Pessoa bureau de tabac

Si j'ai voulu faire des études de lettres modernes c'est pour faire des rencontres. Des rencontres avec des personnes qui partagent la même passion pour moi de la lecture, parfois de l'écriture. Des gens qui savent que le science n'est pas un but ultime et que sans littérature, sans ressentir d'autres voix dans sa tête, on ne peut explorer le réel.

J'ai voulu aussi faire des rencontres avec des auteurs que je n'auraient jamais connue toute seule, parce que au final la littérature est une immense toile d'areignée où des auteurs se croisent et s'entrecroisent.

Hier en cours de littérature comparée, j'ai pris un gros coup de poignard. Notre prof a commencé à lire un poème de Pessoa, un poète portugais dont j'ignorais l'existence. En rentrant le soir je suis allée voir son poème "Bureau de tabac"...

Et bam un autre coup dans mes misèrables tripes.

Je sais que certains le liront et me trouveront folle d'être aussi touchée par quelques mots mais à dire vrai je m'en fous. Il vaut mieux être un roseau qui plie sous chacuns des coups qu'être qu'un foutu chêne. L'avantage c'est que je me briserai jamais pour de bon.

Je vous laisse lire.

Bureau de Tabac



Je ne suis rien

Jamais je ne serai rien.

Je ne puis vouloir être rien.

Cela dit, je porte en moi tous les rêves du monde.

----

[Travail demandé]
A – D'après le billet sur Pessoa, dans quel cours le professeur a-t-il lu un poème de ce poète ?
B – Donnez la suite du billet sur Pessoa, à partir de sa dernière ligne.
Les données n'interviennent pas dans ce travail.

----

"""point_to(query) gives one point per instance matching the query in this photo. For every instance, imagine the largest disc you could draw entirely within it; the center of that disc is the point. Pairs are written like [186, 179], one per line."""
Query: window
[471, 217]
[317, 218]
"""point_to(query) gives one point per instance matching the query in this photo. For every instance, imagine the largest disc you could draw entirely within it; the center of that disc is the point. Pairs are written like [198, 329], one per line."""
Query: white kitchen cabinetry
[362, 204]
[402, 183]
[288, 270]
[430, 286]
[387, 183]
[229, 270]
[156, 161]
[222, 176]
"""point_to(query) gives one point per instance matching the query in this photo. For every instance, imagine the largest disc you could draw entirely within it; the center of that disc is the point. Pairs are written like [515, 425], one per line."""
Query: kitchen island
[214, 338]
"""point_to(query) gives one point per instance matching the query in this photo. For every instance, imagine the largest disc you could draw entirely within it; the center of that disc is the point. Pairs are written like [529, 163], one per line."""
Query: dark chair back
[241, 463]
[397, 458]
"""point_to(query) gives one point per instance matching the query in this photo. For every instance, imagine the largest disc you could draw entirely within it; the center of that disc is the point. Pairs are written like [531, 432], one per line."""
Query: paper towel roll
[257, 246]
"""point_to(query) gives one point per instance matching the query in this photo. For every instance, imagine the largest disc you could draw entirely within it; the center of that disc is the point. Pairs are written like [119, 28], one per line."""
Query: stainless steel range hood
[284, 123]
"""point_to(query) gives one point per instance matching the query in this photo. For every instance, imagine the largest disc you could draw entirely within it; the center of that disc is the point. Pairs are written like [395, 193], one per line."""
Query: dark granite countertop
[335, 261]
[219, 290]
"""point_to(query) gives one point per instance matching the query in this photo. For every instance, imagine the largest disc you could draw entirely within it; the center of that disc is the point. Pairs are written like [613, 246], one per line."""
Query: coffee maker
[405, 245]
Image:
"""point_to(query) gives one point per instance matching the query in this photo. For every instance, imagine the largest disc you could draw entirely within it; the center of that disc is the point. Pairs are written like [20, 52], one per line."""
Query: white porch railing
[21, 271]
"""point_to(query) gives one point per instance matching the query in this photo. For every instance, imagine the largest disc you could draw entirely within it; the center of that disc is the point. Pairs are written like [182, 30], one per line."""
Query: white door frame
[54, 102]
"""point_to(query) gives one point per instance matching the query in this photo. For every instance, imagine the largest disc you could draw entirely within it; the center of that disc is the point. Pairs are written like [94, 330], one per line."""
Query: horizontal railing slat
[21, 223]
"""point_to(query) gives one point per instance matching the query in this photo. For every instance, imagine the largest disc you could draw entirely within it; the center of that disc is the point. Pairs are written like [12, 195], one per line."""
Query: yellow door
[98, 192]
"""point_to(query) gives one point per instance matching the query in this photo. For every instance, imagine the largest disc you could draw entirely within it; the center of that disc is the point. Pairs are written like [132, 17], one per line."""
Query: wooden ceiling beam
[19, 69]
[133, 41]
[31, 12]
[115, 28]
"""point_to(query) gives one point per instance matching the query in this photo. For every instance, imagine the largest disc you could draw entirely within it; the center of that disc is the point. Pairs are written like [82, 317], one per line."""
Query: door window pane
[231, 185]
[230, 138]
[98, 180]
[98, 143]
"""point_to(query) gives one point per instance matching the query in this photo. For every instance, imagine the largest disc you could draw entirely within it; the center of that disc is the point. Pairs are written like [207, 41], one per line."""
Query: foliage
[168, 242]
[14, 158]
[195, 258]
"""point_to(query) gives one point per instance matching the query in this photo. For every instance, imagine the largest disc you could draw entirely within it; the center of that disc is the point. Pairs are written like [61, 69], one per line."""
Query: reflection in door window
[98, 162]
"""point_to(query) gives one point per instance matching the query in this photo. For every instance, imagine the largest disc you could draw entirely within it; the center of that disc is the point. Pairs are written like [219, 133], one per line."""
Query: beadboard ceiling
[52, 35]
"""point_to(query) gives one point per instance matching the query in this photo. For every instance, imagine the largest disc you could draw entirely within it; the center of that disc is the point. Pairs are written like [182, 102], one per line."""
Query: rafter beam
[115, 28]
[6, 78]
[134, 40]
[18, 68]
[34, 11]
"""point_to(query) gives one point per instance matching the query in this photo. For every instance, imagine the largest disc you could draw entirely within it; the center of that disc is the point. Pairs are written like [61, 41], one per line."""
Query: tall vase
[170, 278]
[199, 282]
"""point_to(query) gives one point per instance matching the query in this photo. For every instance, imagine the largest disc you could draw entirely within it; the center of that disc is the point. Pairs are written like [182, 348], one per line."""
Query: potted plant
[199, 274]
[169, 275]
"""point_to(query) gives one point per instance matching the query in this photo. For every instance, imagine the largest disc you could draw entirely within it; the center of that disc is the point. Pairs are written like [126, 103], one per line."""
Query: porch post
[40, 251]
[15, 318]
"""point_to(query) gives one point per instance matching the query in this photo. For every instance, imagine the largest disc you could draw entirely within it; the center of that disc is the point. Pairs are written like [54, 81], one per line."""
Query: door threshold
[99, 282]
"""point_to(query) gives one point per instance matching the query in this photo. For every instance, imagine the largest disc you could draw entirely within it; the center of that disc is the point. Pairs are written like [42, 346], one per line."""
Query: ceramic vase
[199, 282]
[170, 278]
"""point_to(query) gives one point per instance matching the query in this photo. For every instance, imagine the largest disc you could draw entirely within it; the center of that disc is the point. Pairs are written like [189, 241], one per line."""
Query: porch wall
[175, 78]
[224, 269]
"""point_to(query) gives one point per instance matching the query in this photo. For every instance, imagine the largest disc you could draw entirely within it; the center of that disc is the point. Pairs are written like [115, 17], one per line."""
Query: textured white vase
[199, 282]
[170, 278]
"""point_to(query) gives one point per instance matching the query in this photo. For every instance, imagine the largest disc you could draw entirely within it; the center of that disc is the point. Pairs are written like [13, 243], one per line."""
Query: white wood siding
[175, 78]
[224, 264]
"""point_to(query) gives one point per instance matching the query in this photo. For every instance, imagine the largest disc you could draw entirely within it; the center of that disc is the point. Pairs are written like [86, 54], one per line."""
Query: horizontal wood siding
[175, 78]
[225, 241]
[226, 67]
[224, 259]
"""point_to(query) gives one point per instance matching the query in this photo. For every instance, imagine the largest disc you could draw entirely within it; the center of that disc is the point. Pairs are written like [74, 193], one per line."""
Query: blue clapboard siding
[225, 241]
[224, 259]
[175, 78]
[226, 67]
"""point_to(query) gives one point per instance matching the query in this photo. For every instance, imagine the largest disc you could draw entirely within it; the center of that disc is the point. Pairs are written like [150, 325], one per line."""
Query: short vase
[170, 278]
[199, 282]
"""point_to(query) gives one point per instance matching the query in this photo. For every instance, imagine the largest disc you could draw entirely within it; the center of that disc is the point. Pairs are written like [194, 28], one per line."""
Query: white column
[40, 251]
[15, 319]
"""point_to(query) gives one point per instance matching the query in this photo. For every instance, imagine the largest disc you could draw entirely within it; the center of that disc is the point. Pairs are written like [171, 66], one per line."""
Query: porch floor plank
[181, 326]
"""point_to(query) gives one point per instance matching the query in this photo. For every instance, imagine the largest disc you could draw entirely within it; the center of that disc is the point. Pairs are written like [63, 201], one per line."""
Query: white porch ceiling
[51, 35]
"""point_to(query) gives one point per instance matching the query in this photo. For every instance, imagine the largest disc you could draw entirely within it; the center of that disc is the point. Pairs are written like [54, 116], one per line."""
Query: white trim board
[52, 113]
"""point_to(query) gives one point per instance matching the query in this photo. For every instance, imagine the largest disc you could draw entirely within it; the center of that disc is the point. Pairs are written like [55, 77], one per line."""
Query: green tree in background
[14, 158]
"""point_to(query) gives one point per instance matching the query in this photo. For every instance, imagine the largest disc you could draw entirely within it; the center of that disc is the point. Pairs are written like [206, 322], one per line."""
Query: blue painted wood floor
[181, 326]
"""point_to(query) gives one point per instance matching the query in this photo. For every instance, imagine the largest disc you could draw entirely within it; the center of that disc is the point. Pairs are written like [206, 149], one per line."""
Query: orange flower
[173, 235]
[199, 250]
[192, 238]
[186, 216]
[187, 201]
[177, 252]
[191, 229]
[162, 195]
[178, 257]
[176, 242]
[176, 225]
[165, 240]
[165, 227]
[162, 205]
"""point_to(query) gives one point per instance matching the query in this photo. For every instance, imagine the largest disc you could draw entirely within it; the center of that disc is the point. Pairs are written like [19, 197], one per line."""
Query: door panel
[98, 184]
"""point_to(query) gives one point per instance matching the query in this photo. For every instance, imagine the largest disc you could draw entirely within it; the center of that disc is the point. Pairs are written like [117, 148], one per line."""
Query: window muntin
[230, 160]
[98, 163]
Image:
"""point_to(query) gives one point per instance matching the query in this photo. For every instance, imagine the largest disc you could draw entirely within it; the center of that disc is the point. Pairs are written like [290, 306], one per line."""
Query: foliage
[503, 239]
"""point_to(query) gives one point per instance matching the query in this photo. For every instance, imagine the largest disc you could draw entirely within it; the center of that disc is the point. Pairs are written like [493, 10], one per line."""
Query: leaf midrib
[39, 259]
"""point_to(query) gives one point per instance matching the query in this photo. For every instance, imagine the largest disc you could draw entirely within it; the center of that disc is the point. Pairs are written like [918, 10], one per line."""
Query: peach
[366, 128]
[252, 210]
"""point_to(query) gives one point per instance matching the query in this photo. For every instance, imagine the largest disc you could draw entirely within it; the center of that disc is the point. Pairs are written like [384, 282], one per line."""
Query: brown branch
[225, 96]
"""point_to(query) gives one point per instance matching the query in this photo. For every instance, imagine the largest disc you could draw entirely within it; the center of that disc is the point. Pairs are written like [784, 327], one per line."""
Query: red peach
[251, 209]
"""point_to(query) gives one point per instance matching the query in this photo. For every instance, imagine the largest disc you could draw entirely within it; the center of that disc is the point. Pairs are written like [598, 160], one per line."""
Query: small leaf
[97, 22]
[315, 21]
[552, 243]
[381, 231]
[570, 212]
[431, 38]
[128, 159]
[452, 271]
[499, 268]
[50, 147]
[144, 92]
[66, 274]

----

[Les réponses]
A – En cours de littérature comparée.

B –
Fenêtres de ma chambre,

de ma chambre dans la fourmilière humaine unité ignorée

(et si l'on savait ce qu'elle est, que saurait-on de plus ?),

vous donnez sur le mystère d'une rue au va-et-vient continuel,

sur une rue inaccessible à toutes les pensées,

réelle, impossiblement réelle, précise, inconnaissablement précise,

avec le mystère des choses enfoui sous les pierres et les êtres,

avec la mort qui parsème les murs de moisissure et de cheveux blancs les humains,

avec le destin qui conduit la guimbarde de tout sur la route de rien.


Je suis aujourd'hui vaincu, comme si je connaissais la vérité;

lucide aujourd'hui, comme si j "étais à l'article de la mort,

n'ayant plus d'autre fraternité avec les choses

que celle d'un adieu, cette maison et ce côté de la rue

se muant en une file de wagons, avec un départ au sifflet venu du fond de ma tête,

un ébranlement de mes nerfs et un grincement de mes os qui démarrent.


Je suis aujourd'hui perplexe. comme qui a réfléchi, trouvé, puis oublié.

Je suis aujourd'hui partagé entre la loyauté que je dois

au Bureau de Tabac d'en face, en tant que chose extérieurement réelle

et la sensation que tout est songe, en tant que chose réelle vue du dedans.


J'ai tout raté.

Comme j'étais sans ambition, peut-être ce tout n'était-il rien.

Les bons principes qu'on m'a inculqués,

je les ai fuis par la fenêtre de la cour.

Je m'en fus aux champs avec de grands desseins,

mais là je n'ai trouvé qu'herbes et arbres,

et les gens, s'il y en avait, étaient pareils à tout le monde.

Je quitte la fenêtre, je m'assieds sur une chaise. A quoi penser ?


Que sais-je de ce que je serai, moi qui ne sais pas ce que je suis ?

Etre ce que je pense ? Mais je crois être tant et tant !

Et il y en a tant qui se croient la même chose qu'il ne saurait y en avoir tant !

Un génie ? En ce moment

cent mille cerveaux se voient en songe génies comme moi-même

et l'histoire n'en retiendra, qui sait ? même pas un ;

du fumier, voilà tout ce qui restera de tant de conquêtes futures.

Non, je ne crois pas en moi.

Dans tous les asiles il est tant de fous possédés par tant de certitudes !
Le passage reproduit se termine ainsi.